= Task requirements =
Output the material exactly, with every line intact.
========
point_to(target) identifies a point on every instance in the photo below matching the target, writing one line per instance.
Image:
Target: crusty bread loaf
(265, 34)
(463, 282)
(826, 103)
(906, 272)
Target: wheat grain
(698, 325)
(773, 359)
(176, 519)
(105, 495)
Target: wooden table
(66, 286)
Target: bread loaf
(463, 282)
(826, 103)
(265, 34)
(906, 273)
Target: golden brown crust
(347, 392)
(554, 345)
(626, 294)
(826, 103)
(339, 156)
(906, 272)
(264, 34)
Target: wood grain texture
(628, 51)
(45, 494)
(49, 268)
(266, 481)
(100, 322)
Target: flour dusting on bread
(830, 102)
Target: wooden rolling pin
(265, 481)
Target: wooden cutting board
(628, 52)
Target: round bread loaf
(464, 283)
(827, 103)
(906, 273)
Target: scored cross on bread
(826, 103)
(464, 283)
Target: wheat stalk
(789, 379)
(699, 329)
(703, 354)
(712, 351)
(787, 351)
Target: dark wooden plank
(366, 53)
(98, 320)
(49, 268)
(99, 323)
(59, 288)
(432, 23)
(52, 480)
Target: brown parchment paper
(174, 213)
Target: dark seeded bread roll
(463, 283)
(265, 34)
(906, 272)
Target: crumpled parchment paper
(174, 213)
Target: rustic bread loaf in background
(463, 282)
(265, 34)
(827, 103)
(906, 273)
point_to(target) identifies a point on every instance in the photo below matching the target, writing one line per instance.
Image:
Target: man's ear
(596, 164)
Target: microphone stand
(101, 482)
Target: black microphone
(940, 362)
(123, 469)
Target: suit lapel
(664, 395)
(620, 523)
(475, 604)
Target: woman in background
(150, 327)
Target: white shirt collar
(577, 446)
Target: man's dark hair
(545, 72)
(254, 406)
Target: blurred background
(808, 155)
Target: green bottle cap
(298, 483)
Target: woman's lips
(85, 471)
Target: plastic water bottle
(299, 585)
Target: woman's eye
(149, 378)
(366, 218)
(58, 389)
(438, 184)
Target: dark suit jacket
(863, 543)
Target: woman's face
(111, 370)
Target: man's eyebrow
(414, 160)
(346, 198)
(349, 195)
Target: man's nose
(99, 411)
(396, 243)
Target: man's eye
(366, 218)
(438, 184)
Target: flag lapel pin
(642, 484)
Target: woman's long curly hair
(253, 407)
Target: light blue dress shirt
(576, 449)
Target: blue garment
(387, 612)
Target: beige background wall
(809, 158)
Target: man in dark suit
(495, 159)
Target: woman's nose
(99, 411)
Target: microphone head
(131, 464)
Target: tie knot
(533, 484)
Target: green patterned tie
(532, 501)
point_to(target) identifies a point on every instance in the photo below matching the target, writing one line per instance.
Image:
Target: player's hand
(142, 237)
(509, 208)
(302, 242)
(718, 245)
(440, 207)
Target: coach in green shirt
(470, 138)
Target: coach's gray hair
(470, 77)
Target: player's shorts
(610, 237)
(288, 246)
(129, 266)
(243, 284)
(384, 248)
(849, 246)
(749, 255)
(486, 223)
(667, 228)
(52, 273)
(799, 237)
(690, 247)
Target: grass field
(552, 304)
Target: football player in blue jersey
========
= Reply =
point_to(target) identifies a point on every instance in the photo below matching the target, writing one line per instance.
Image:
Target: crusty bread loaf
(265, 34)
(463, 282)
(826, 103)
(906, 272)
Target: wheat grain
(698, 325)
(773, 359)
(176, 519)
(105, 495)
Target: wooden table
(66, 286)
Target: bread loaf
(463, 282)
(826, 103)
(265, 34)
(906, 273)
Target: golden brown crust
(347, 392)
(554, 345)
(626, 294)
(826, 103)
(339, 156)
(906, 272)
(264, 34)
Target: wood grain texture
(628, 51)
(45, 494)
(49, 268)
(266, 481)
(100, 322)
Target: flour dusting on bread
(830, 102)
Target: wooden rolling pin
(265, 481)
Target: wooden cutting board
(628, 52)
Target: round bread loaf
(464, 283)
(827, 103)
(906, 273)
Target: scored cross on bread
(826, 103)
(464, 283)
Target: wheat stalk
(789, 379)
(699, 329)
(703, 354)
(712, 351)
(787, 351)
Target: dark wooden plank
(366, 53)
(98, 320)
(49, 268)
(99, 323)
(59, 288)
(432, 23)
(52, 480)
Target: brown parchment paper
(174, 213)
Target: dark seeded bread roll
(463, 283)
(265, 34)
(906, 272)
Target: crumpled parchment paper
(174, 213)
Target: rustic bread loaf in background
(463, 282)
(265, 34)
(827, 103)
(906, 273)
point_to(target) identifies a point on every instance in the photo below matching the target, writing one line per instance.
Image:
Target: man's ear
(596, 164)
Target: microphone stand
(101, 482)
Target: black microphone
(940, 362)
(123, 469)
Target: suit lapel
(664, 395)
(620, 523)
(475, 604)
Target: woman in background
(150, 327)
Target: white shirt collar
(577, 446)
Target: man's dark hair
(545, 72)
(254, 406)
Target: blurred background
(808, 155)
Target: green bottle cap
(298, 483)
Target: woman's lips
(85, 471)
Target: plastic water bottle
(299, 585)
Target: woman's eye
(149, 378)
(366, 218)
(58, 389)
(438, 184)
Target: dark suit jacket
(863, 543)
Target: woman's face
(111, 370)
Target: man's eyebrow
(414, 160)
(346, 198)
(349, 195)
Target: man's nose
(99, 411)
(396, 243)
Target: man's eye
(366, 218)
(438, 184)
Target: flag lapel pin
(642, 484)
Target: woman's long curly hair
(253, 407)
Target: light blue dress shirt
(576, 449)
Target: blue garment
(387, 612)
Target: beige background wall
(809, 158)
Target: man in dark suit
(495, 159)
Target: woman's nose
(99, 411)
Target: microphone head
(131, 464)
Target: tie knot
(533, 484)
Target: green patterned tie
(532, 501)
point_to(target) identifies a point on every instance in the photo below matching the target, writing one line per instance.
Image:
Target: player's hand
(142, 237)
(509, 208)
(302, 242)
(718, 245)
(440, 207)
Target: coach in green shirt
(470, 138)
Target: coach's gray hair
(470, 77)
Target: player's shorts
(610, 237)
(288, 246)
(129, 266)
(243, 284)
(384, 248)
(849, 246)
(749, 255)
(486, 223)
(667, 228)
(52, 273)
(799, 237)
(690, 247)
Target: grass field
(552, 304)
Target: football player in blue jersey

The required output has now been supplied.